Written instruction:
Exact copies are required of the lines from the line containing "Can you find the chair backrest?" through the final line of the listing, both included, and of no other lines.

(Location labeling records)
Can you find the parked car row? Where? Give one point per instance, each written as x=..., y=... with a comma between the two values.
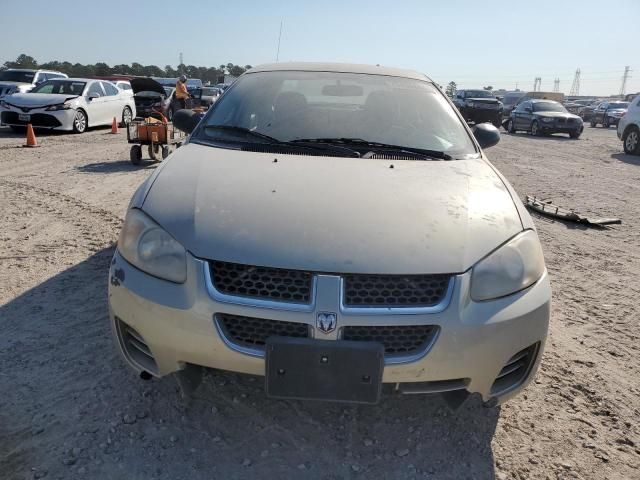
x=70, y=104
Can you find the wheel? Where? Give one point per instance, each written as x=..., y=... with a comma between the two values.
x=631, y=141
x=535, y=129
x=79, y=122
x=136, y=154
x=127, y=116
x=154, y=150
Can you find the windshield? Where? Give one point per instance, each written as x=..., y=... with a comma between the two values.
x=548, y=107
x=512, y=98
x=16, y=76
x=292, y=105
x=478, y=94
x=65, y=87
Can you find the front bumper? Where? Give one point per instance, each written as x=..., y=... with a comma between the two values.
x=479, y=115
x=39, y=118
x=474, y=343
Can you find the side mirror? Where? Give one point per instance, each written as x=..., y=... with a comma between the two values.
x=486, y=134
x=186, y=120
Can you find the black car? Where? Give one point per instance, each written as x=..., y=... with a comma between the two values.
x=608, y=113
x=479, y=106
x=541, y=117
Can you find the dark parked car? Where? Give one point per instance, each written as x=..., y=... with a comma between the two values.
x=608, y=113
x=152, y=98
x=585, y=113
x=510, y=101
x=541, y=117
x=479, y=106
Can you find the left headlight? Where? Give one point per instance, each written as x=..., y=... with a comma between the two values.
x=146, y=245
x=513, y=267
x=61, y=106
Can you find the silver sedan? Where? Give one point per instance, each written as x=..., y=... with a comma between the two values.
x=336, y=229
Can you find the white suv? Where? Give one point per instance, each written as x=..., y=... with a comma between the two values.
x=629, y=128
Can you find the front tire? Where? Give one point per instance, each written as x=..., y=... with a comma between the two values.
x=631, y=141
x=80, y=122
x=127, y=116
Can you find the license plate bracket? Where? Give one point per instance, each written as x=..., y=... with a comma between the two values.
x=310, y=369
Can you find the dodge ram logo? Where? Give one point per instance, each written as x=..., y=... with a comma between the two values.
x=326, y=322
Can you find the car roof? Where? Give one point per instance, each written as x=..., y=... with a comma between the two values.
x=339, y=68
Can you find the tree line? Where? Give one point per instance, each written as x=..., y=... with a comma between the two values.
x=206, y=74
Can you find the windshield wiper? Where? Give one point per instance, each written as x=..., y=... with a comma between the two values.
x=377, y=146
x=236, y=128
x=275, y=141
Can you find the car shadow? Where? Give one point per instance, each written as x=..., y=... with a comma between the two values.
x=116, y=166
x=626, y=158
x=64, y=386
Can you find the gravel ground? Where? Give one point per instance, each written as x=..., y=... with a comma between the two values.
x=70, y=409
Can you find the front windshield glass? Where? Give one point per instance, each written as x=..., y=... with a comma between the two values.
x=478, y=94
x=511, y=99
x=17, y=76
x=548, y=107
x=65, y=87
x=618, y=105
x=294, y=105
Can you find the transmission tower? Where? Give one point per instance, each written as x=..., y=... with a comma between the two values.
x=536, y=84
x=575, y=86
x=625, y=77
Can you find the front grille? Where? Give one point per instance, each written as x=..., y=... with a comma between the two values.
x=253, y=332
x=394, y=290
x=515, y=370
x=398, y=340
x=262, y=282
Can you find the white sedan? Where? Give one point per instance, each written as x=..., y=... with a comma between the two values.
x=71, y=104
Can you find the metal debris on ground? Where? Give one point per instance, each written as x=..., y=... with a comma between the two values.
x=546, y=207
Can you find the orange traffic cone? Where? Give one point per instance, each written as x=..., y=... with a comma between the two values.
x=31, y=137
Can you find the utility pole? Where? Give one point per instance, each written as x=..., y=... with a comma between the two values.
x=575, y=86
x=537, y=82
x=279, y=38
x=625, y=77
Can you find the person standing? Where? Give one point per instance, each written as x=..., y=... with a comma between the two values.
x=181, y=95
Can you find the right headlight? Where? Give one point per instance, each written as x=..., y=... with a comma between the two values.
x=146, y=245
x=515, y=266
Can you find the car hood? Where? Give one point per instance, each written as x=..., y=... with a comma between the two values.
x=556, y=114
x=145, y=84
x=328, y=214
x=37, y=99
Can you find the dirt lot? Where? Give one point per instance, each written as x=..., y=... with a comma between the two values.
x=70, y=409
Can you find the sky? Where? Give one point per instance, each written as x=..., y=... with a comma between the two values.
x=499, y=43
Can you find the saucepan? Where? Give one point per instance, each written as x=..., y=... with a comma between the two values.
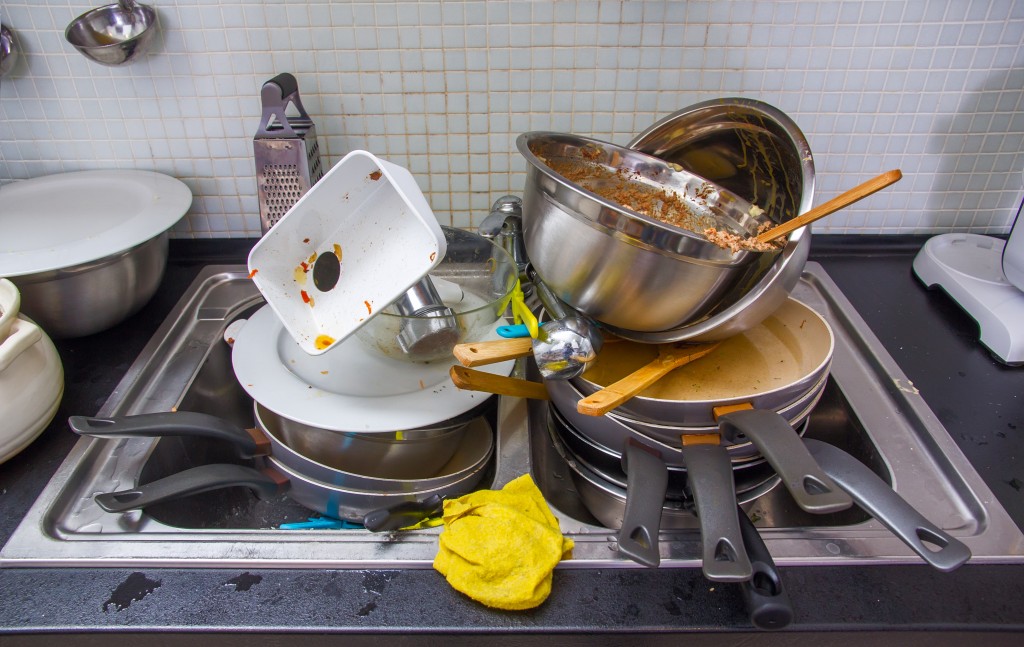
x=787, y=354
x=338, y=493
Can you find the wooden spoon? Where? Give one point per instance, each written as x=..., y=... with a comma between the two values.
x=473, y=380
x=843, y=200
x=480, y=353
x=670, y=356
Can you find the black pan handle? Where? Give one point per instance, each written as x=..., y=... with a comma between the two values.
x=402, y=515
x=194, y=481
x=710, y=477
x=173, y=424
x=767, y=601
x=779, y=443
x=880, y=501
x=646, y=483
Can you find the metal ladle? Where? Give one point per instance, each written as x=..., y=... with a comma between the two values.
x=563, y=347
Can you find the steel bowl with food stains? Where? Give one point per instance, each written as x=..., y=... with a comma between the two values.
x=759, y=153
x=626, y=238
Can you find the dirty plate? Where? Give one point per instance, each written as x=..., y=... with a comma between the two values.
x=353, y=244
x=350, y=389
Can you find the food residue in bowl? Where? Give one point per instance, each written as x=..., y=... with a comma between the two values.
x=323, y=341
x=736, y=243
x=625, y=186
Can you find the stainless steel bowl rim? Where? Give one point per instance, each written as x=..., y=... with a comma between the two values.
x=632, y=227
x=776, y=284
x=148, y=13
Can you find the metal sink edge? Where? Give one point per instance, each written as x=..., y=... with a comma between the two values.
x=914, y=437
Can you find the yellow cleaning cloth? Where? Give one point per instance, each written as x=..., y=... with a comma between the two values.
x=500, y=547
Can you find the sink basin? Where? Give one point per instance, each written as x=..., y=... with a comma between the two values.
x=868, y=408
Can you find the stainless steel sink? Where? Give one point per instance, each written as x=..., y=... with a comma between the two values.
x=868, y=408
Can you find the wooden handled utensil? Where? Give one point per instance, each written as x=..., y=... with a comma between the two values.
x=843, y=200
x=472, y=380
x=670, y=356
x=480, y=353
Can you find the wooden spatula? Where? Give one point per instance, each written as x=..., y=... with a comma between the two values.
x=473, y=380
x=480, y=353
x=843, y=200
x=670, y=356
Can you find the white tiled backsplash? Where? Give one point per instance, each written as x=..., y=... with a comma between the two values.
x=932, y=87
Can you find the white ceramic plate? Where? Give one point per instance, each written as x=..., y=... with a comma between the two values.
x=350, y=388
x=62, y=220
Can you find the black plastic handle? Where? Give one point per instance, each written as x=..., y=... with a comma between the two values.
x=172, y=424
x=882, y=502
x=766, y=599
x=193, y=481
x=402, y=515
x=646, y=483
x=779, y=443
x=286, y=82
x=710, y=477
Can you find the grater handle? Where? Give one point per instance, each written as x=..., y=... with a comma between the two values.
x=275, y=95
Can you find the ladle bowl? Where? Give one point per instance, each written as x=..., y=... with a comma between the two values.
x=116, y=34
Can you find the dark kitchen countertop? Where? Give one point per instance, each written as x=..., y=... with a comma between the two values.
x=979, y=400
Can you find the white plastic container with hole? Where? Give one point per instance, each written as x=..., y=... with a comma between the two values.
x=359, y=239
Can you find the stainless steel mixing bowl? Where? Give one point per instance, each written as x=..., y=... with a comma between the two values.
x=115, y=34
x=621, y=267
x=756, y=151
x=90, y=297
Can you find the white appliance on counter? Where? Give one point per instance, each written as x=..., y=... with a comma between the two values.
x=984, y=275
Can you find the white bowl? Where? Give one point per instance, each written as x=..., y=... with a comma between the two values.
x=31, y=378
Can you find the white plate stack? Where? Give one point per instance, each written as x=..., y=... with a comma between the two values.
x=31, y=376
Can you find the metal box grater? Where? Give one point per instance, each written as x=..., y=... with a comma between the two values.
x=287, y=154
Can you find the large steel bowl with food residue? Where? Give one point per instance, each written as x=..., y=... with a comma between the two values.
x=757, y=152
x=621, y=235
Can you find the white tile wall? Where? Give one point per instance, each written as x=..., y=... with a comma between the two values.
x=933, y=87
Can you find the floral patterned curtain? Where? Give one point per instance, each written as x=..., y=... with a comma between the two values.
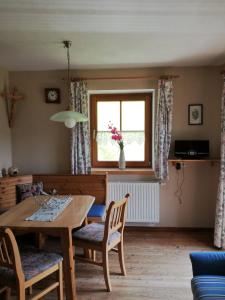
x=80, y=134
x=163, y=128
x=219, y=234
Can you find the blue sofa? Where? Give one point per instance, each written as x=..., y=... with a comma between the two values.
x=208, y=282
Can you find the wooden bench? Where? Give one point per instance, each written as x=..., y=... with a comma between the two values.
x=93, y=184
x=8, y=190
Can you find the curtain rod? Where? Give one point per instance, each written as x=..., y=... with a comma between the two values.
x=166, y=77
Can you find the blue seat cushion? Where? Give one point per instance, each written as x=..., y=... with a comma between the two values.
x=97, y=210
x=207, y=287
x=208, y=263
x=94, y=233
x=33, y=263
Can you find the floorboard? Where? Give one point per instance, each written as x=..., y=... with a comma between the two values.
x=157, y=263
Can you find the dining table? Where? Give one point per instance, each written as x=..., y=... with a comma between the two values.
x=70, y=218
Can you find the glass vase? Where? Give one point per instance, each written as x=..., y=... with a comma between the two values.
x=122, y=162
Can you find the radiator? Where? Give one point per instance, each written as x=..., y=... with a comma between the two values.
x=143, y=205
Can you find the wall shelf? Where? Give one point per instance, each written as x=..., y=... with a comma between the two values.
x=177, y=160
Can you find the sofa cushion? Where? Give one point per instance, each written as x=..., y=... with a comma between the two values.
x=97, y=210
x=207, y=287
x=94, y=233
x=24, y=191
x=208, y=263
x=33, y=262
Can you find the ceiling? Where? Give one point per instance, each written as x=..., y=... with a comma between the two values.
x=111, y=34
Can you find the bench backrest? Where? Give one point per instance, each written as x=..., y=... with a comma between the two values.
x=94, y=185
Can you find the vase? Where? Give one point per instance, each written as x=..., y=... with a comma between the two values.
x=122, y=162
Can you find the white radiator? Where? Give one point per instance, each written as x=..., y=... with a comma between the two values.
x=143, y=205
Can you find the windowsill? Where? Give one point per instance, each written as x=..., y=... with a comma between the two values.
x=127, y=171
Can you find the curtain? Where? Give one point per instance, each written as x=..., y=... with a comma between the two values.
x=163, y=128
x=219, y=234
x=80, y=134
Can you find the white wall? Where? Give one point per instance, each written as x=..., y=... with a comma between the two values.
x=5, y=132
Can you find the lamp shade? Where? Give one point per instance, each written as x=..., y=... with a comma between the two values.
x=63, y=116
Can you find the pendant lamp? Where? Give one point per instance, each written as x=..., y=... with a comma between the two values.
x=69, y=117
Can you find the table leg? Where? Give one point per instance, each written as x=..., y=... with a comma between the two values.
x=68, y=264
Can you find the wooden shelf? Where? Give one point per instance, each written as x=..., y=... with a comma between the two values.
x=127, y=171
x=177, y=160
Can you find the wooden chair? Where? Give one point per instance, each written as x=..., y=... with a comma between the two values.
x=23, y=270
x=5, y=293
x=103, y=238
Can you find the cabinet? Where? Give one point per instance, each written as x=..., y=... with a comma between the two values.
x=8, y=190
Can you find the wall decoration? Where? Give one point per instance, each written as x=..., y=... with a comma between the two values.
x=52, y=95
x=11, y=98
x=195, y=114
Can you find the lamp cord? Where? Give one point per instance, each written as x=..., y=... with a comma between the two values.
x=67, y=45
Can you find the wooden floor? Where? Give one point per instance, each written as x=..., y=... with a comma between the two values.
x=157, y=263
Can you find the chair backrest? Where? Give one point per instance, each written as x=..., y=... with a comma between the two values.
x=115, y=218
x=9, y=253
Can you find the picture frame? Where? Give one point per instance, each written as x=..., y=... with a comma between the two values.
x=195, y=114
x=52, y=95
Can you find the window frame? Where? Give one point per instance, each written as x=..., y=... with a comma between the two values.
x=118, y=96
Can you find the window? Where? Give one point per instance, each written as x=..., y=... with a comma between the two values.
x=131, y=114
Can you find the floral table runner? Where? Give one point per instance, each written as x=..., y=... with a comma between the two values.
x=50, y=209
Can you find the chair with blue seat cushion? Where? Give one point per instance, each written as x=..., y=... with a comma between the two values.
x=208, y=282
x=97, y=212
x=103, y=238
x=22, y=270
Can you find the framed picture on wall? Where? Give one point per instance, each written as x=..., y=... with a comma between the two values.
x=195, y=114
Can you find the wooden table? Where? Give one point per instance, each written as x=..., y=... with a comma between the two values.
x=72, y=217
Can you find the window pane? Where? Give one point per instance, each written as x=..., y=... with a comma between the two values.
x=108, y=111
x=133, y=115
x=134, y=146
x=108, y=149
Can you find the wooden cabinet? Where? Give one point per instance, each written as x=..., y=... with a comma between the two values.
x=8, y=190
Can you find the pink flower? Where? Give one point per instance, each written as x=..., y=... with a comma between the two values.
x=116, y=135
x=114, y=130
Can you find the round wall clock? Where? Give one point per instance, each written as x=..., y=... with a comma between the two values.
x=52, y=95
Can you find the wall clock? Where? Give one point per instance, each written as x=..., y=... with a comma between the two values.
x=52, y=95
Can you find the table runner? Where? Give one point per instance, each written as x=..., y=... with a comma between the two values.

Full response:
Can you find the chair backrest? Where? Give one point per instance, each written as x=..., y=... with a comma between the two values.
x=115, y=218
x=9, y=253
Can you find the picture frame? Where? Give one point per instance, each written as x=..., y=... with a comma between the two values.
x=195, y=114
x=52, y=95
Can you find the window frame? Where? Give one point per instance, each written as x=..., y=... with a comma between the two values.
x=118, y=96
Can you find the window? Where? Give one point per instance, each written as x=..., y=... with a comma between the two values.
x=131, y=114
Can you find the floral table runner? Where? Give one point per instance, each written as x=..., y=... with a comma between the two values.
x=50, y=209
Can you find the chair with blue seat cushion? Where? Give one point per instance, each written as x=..., y=... with a comma between the two values.
x=208, y=282
x=97, y=212
x=103, y=238
x=22, y=270
Can you find the framed picture on wall? Where? Give one point per instance, each written as x=..., y=... with a comma between the two values.
x=195, y=114
Can you find the wooden table? Where? Give one point per instance, each written as x=..., y=... with a comma between the two values.
x=72, y=217
Can you find the window pane? Where? Give one point per instance, each written as x=..., y=... with a comma between the two values.
x=108, y=111
x=133, y=115
x=134, y=146
x=108, y=149
Can you find the wooden cabinet? Where? Give one point per instance, each written as x=..., y=... with a comma between the two values.
x=8, y=190
Can you find the pink flower? Where? Give one point per instance, each written as x=..., y=... with a comma between the two values.
x=116, y=135
x=114, y=130
Can you find the round wall clock? Where? Give one point per instance, each written as x=..., y=... with a comma between the two values.
x=52, y=95
Can you find the wall clock? Where? Give one point per instance, each written as x=..., y=... with a comma between the two values.
x=52, y=95
Can you find the table runner? Where? Give one point per instance, each written as x=..., y=... with a comma between the two values.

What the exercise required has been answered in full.